ACCEDI
Domenica, 22 giugno 2025

EDITORIALE

Dalle Sezioni Unite la rivincita dei commercialisti

/ Enrico ZANETTI

Sabato, 24 marzo 2012

x
STAMPA

download PDF download PDF

Le condotte di tenuta della contabilità aziendale, redazione delle dichiarazioni fiscali ed effettuazione dei relativi pagamenti integrano il reato di esercizio abusivo delle professioni di dottore commercialista e di esperto contabile se svolte, da chi non sia iscritto al relativo Albo professionale, in modo continuativo, organizzato e retribuito, tale da creare, in assenza di indicazioni diverse, le apparenze di una tale iscrizione.

Chi lo dice?
La Cassazione e, per giunta, a Sezioni Unite (si veda “Linea dura sull’esercizio abusivo della professione” di oggi).
E adesso come la mettiamo?
Il ragionamento della Suprema Corte è ineccepibile.

La tenuta di contabilità e l’assistenza negli adempimenti tributari non sono attività esclusive dei commercialisti; sono però attività che, in quanto normativamente tipiche dei commercialisti, possono essere svolte soltanto da loro (e dagli iscritti ad altri Albi le cui leggi ordinamentali le dovessero contemplare) come attività abituale, organizzata e retribuita.

In altre parole, se il primo “signor Rossi” che passa non può redigere in nessun caso un atto di costituzione di srl, neppure se è lui stesso l’unico socio, perché è un’attività esclusiva dei notai, egli può invece tenere contabilità, presentare dichiarazioni fiscali e può magari farsi pure pagare, perché queste non sono attività esclusive dei commercialisti.
Tutto questo, però, a patto che il “signor Rossi” rimanga in un contesto di attività occasionale non organizzata.
Se invece il “signor Rossi” ci prende gusto e, senza essere iscritto all’Albo dei dottori commercialisti e degli esperti contabili o ad altri albi che contemplino queste attività tra quelle caratterizzanti la professione, comincia a svolgere le in modo continuativo, organizzato e retribuito, ecco allora che, per la Cassazione a Sezioni Unite, si integrano gli estremi della violazione penale consistente nell’esercizio abusivo della professione.

Che succederà ora?
È un fatto che questa sentenza della Cassazione a Sezioni Unite espone a oggettivi quanto seri rischi penali tutti coloro che, senza iscrizione all’Albo, hanno uno studio da tributarista o rivestono la carica di amministratore in società o associazioni che svolgono queste attività in modo continuativo, organizzato e retribuito.
....................
**ESERCIZI**.
1. Come si traduce in inglese questa frase dell'editoriale sull'esercizio abusivo della professione di commercialista: «Tutto questo, però, a patto che il “signor Rossi” rimanga in un contesto di attività occasionale non organizzata.»?
2. Riprendi l'editoriale sull'esercizio abusivo della professione di commercialista e prosegui dopo l'ultima frase riportata.
....................
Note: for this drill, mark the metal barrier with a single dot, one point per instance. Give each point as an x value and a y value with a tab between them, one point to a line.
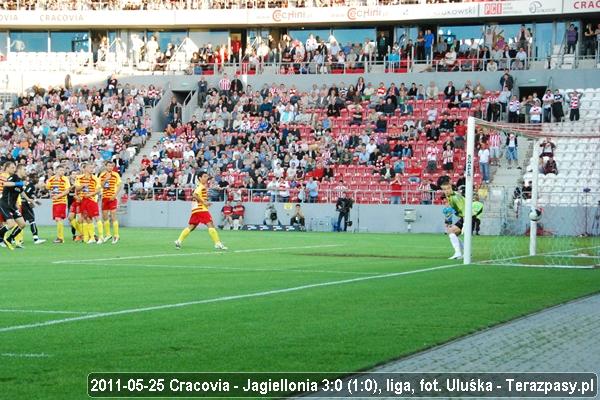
382	195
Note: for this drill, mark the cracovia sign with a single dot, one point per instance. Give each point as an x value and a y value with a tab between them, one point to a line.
581	5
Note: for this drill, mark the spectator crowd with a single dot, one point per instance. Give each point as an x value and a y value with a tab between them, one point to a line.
66	126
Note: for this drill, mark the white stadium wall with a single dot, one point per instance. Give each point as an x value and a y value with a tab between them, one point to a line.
293	16
386	218
365	217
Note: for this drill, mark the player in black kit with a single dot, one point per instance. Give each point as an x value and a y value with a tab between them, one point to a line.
13	187
29	202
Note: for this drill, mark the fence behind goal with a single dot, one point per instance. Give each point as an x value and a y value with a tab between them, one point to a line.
568	235
558	223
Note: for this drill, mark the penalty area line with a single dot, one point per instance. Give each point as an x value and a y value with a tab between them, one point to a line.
25	355
204	253
303	269
222	299
10	310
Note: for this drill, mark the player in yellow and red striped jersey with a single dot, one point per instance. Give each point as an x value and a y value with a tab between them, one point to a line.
3	177
200	214
88	187
110	181
58	185
75	219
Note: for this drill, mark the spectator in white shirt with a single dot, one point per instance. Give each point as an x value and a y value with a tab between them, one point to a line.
371	147
535	113
547	101
520	59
....................
**RISPOSTE AGLI ESERCIZI**.
1. All this, however, on condition that "Mr. Rossi" remains within a context of occasional, unorganized activity.

2.
A pensar male, c’è da supporre l’esistenza di una stretta connessione tra gli incredibili attacchi della scorsa estate finalizzati alla sostanziale cancellazione dell’Albo dei dottori commercialisti e degli esperti contabili e i tempi di maturazione di questa sentenza così dirompente per tutti coloro che fanno i commercialisti senza esserlo.
Magari qualcuno, temendo lo tsunami in arrivo, potrebbe aver pensato che prevenire fosse meglio che curare.

Gli attacchi sono però stati rispediti al mittente e oggi, pur tra mille altre difficoltà a dir poco accerchianti, tocca ai commercialisti sorridere e trovare una risposta più convincente di altre al perché svolgere queste attività sotto l’egida dell’iscrizione a un Albo che, indubbiamente, è riconosciuto meno di quello che realmente meriterebbe di essere, ma, tutto sommato, vale di più di quanto certi masochismi interni vorrebbero dare ad intendere, talvolta con un’eterogeneità dei fini della peggiore specie.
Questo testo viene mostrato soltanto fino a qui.